◆ Zestawiony materiał:
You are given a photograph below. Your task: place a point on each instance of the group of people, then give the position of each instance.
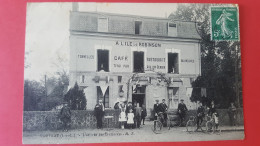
(130, 115)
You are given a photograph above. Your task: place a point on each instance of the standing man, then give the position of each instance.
(164, 108)
(156, 109)
(182, 109)
(65, 116)
(99, 112)
(138, 113)
(200, 115)
(232, 114)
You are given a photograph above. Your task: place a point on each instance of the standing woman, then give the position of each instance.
(122, 116)
(144, 113)
(99, 113)
(65, 116)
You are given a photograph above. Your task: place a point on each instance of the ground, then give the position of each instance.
(144, 134)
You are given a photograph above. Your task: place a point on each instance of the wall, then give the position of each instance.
(49, 120)
(223, 116)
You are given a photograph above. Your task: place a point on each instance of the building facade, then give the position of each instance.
(120, 58)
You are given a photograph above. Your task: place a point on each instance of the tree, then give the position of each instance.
(221, 74)
(76, 98)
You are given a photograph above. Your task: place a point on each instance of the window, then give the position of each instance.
(172, 29)
(103, 97)
(102, 24)
(138, 62)
(138, 25)
(103, 60)
(173, 64)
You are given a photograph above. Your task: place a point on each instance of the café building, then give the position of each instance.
(118, 58)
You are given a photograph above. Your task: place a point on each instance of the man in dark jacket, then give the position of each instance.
(144, 113)
(156, 109)
(65, 116)
(200, 115)
(182, 109)
(163, 109)
(99, 112)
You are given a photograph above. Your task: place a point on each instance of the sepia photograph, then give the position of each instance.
(132, 72)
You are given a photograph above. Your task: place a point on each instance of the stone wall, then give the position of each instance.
(49, 120)
(223, 116)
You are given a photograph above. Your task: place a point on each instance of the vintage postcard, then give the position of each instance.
(132, 72)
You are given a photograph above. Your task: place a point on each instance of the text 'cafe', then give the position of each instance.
(120, 58)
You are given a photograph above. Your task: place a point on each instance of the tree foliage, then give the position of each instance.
(76, 98)
(220, 65)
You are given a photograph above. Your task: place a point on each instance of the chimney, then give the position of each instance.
(75, 6)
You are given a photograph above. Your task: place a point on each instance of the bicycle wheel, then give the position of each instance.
(157, 127)
(190, 126)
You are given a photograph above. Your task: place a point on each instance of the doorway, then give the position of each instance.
(138, 95)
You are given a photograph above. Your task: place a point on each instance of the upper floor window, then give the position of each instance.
(103, 60)
(138, 61)
(173, 63)
(138, 25)
(102, 24)
(172, 29)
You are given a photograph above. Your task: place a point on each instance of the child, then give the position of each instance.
(130, 119)
(122, 116)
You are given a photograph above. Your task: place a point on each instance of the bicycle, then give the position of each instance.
(191, 125)
(173, 121)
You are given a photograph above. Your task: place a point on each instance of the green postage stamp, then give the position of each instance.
(224, 23)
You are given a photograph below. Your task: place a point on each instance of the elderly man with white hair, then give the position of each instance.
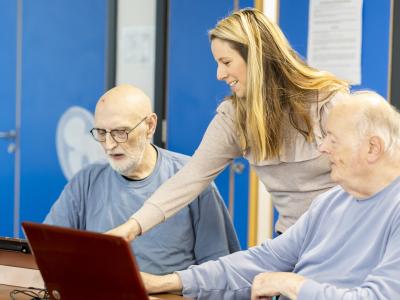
(346, 246)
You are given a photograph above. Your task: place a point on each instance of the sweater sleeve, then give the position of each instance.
(218, 147)
(382, 283)
(231, 276)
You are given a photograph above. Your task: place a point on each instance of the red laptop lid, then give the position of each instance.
(84, 265)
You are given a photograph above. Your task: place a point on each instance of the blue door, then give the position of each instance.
(8, 25)
(194, 92)
(63, 67)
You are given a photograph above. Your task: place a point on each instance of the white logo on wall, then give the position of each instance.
(76, 148)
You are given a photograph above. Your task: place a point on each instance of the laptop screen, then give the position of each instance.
(84, 265)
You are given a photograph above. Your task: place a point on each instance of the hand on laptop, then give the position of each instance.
(161, 284)
(129, 230)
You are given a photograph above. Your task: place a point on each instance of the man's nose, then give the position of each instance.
(109, 143)
(323, 148)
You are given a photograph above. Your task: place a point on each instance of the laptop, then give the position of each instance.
(84, 265)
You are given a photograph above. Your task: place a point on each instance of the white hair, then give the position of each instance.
(378, 118)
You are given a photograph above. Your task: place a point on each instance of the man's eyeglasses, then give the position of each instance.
(118, 135)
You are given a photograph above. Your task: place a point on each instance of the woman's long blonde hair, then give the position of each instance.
(277, 81)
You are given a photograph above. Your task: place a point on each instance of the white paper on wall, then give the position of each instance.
(335, 37)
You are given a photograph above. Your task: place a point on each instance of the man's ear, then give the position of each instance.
(376, 148)
(152, 125)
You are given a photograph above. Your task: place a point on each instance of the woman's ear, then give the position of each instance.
(376, 148)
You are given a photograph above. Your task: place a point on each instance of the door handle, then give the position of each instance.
(8, 134)
(11, 135)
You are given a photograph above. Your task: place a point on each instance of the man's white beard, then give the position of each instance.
(132, 161)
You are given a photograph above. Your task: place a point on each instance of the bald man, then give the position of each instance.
(346, 246)
(103, 196)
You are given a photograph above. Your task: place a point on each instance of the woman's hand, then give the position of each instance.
(161, 283)
(129, 230)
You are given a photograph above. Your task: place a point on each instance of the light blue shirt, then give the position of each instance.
(99, 199)
(347, 248)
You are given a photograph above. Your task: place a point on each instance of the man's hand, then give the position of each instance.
(160, 284)
(266, 285)
(129, 230)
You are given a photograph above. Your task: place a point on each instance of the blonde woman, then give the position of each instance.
(274, 118)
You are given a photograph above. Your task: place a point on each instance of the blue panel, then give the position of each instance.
(63, 65)
(8, 13)
(193, 90)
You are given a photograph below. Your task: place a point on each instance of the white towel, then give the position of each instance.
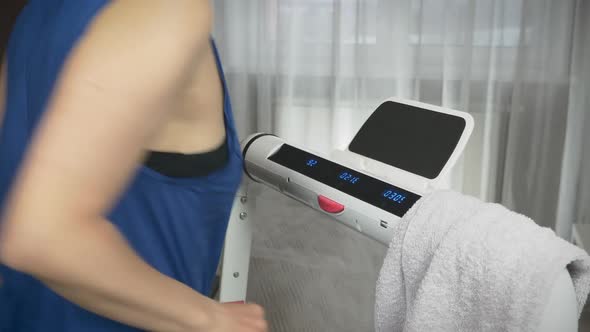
(458, 264)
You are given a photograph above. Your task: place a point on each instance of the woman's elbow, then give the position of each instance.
(21, 248)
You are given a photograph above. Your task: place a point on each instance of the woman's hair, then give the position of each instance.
(9, 10)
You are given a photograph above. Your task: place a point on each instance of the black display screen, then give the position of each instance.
(368, 189)
(416, 140)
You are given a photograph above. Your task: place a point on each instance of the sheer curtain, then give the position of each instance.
(311, 71)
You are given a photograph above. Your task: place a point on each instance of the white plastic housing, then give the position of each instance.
(358, 215)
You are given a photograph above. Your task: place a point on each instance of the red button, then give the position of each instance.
(329, 205)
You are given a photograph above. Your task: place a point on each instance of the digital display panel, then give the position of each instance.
(366, 188)
(416, 140)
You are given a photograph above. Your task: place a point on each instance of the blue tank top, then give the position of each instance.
(177, 225)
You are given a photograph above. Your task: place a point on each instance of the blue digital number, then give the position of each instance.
(348, 177)
(393, 196)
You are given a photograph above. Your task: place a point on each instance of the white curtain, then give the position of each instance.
(311, 71)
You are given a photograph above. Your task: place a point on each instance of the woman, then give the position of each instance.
(119, 163)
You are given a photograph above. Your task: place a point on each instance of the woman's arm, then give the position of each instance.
(117, 86)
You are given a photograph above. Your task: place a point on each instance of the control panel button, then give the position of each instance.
(329, 205)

◆ Polecenie:
Przepisz bez żadnych zmian fragment materiału, który zaczyna się od wiersza zawierającego "the woman, then" (łącznie z tym wierszem) i ciągnie się aż do samego końca materiału.

◆ Rozwiązanie zadania:
You are given a photograph above. Your task: place a point on each instance of the woman, then give the position of each instance.
(119, 163)
You are given a photograph above. Your task: place a point on each instance of the woman's arm, then give the position of each instance.
(117, 86)
You are given a photograph above. Your task: place a point on each instance of the control panel button, then give the position of each instance.
(329, 205)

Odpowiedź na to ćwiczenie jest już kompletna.